▸ Directions for this task: Copy exactly the lines of the material below that run from the one containing "146L130 147V143L123 142L112" through the one containing "box: [4, 183, 269, 200]". Copy no other lines.

▸ Source material:
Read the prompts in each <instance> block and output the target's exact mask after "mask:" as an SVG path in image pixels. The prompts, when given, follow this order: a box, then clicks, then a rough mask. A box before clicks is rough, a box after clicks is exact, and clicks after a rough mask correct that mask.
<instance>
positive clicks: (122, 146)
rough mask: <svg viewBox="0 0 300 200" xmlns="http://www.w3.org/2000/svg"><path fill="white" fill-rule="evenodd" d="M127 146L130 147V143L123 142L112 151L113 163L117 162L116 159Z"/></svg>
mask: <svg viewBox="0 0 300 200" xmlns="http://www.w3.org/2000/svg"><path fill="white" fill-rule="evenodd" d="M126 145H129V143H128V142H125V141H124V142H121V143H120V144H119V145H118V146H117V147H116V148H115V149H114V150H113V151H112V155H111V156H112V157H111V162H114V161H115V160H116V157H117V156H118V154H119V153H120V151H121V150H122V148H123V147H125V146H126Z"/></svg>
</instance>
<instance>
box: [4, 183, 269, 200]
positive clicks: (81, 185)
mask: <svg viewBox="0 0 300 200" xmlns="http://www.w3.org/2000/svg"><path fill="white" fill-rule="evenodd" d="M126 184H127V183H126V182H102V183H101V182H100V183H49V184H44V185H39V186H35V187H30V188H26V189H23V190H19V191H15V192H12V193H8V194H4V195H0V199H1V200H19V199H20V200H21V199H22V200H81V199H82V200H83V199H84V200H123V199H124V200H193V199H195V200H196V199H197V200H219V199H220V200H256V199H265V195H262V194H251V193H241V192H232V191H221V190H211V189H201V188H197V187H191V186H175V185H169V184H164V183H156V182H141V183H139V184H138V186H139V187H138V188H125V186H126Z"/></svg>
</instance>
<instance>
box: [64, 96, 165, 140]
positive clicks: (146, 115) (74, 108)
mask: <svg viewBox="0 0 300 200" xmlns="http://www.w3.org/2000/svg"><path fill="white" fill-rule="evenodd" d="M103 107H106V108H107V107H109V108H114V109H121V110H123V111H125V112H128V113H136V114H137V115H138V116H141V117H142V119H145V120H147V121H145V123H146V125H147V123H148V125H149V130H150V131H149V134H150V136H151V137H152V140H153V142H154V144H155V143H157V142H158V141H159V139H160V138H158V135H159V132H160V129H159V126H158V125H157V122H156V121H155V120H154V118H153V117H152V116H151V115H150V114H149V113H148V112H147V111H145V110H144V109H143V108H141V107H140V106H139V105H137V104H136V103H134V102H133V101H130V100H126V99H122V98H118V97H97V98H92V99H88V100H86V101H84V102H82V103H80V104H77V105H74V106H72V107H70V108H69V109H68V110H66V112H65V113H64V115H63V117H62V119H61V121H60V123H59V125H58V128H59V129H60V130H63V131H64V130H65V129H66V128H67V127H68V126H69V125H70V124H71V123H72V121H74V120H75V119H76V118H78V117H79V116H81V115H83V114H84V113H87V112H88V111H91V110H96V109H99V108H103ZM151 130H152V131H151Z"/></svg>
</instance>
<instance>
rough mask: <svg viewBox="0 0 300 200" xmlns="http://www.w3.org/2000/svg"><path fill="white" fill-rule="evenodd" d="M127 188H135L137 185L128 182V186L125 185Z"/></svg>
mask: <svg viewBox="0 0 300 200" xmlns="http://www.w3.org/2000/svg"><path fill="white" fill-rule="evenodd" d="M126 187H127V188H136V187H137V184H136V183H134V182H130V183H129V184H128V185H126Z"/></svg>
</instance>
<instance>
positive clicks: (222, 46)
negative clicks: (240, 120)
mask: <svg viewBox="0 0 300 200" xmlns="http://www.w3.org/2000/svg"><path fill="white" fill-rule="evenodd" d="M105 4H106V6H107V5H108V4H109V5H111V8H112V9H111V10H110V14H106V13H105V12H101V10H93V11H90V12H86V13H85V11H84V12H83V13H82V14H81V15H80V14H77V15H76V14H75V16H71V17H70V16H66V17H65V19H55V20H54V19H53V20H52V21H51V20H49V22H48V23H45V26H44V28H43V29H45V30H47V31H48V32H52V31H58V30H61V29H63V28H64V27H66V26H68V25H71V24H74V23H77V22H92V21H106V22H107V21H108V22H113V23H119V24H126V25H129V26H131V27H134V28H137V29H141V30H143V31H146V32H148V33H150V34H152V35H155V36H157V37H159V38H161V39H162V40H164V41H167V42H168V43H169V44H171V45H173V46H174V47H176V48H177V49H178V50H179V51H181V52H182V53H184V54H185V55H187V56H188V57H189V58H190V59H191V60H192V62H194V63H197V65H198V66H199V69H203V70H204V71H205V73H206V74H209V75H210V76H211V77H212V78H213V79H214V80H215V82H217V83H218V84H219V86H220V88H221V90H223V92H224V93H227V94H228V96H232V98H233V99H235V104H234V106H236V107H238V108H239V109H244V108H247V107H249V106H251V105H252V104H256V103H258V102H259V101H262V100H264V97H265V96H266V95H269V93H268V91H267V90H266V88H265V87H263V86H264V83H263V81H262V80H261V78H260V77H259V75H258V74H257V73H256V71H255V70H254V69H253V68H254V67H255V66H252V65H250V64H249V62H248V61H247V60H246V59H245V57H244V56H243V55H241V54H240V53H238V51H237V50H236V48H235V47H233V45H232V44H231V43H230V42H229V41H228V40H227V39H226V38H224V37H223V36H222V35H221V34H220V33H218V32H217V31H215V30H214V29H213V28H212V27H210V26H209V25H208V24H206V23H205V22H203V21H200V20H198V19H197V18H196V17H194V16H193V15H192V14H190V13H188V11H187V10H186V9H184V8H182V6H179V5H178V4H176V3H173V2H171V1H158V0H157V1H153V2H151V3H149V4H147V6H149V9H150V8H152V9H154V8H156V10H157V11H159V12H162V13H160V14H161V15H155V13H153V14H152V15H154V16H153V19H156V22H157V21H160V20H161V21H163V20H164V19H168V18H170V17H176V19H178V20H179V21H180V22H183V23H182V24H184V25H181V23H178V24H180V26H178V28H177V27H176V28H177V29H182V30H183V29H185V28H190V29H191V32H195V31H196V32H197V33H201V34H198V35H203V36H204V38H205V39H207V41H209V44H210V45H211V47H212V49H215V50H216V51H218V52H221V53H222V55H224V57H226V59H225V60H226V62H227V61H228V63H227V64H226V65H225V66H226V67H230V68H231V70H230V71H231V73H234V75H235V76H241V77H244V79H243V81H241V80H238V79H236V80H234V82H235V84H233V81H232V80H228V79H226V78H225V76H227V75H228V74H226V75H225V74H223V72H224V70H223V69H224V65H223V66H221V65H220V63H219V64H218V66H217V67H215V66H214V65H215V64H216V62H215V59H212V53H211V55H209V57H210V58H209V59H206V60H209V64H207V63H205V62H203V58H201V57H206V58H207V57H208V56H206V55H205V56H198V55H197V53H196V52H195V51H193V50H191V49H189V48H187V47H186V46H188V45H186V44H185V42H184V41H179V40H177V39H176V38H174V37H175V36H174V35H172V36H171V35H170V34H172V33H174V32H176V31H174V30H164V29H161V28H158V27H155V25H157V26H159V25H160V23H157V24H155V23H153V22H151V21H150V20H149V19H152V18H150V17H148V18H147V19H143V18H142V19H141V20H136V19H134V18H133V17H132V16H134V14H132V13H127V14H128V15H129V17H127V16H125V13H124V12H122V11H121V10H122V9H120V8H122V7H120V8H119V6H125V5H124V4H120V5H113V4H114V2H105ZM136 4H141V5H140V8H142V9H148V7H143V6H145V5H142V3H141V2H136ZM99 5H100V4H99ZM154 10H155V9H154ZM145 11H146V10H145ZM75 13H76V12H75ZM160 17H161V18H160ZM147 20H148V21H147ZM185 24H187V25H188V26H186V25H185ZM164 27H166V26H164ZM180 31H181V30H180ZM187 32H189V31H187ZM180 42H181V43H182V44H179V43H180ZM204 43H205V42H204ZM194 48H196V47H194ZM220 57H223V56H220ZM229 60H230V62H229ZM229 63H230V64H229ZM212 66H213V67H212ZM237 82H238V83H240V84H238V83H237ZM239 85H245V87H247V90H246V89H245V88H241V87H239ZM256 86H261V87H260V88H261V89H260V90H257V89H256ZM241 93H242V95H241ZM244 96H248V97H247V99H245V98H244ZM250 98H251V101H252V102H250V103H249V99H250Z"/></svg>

▸ Your response:
rough mask: <svg viewBox="0 0 300 200" xmlns="http://www.w3.org/2000/svg"><path fill="white" fill-rule="evenodd" d="M127 146L130 147V143L123 142L112 151L113 163L117 162L116 159Z"/></svg>
mask: <svg viewBox="0 0 300 200" xmlns="http://www.w3.org/2000/svg"><path fill="white" fill-rule="evenodd" d="M126 145H129V143H128V142H125V141H124V142H121V143H120V144H119V145H118V146H117V147H116V148H115V149H114V150H113V151H112V155H111V156H112V157H111V162H114V161H115V160H116V157H117V156H118V154H119V153H120V151H121V150H122V148H123V147H125V146H126Z"/></svg>
</instance>
<instance>
box: [4, 183, 269, 200]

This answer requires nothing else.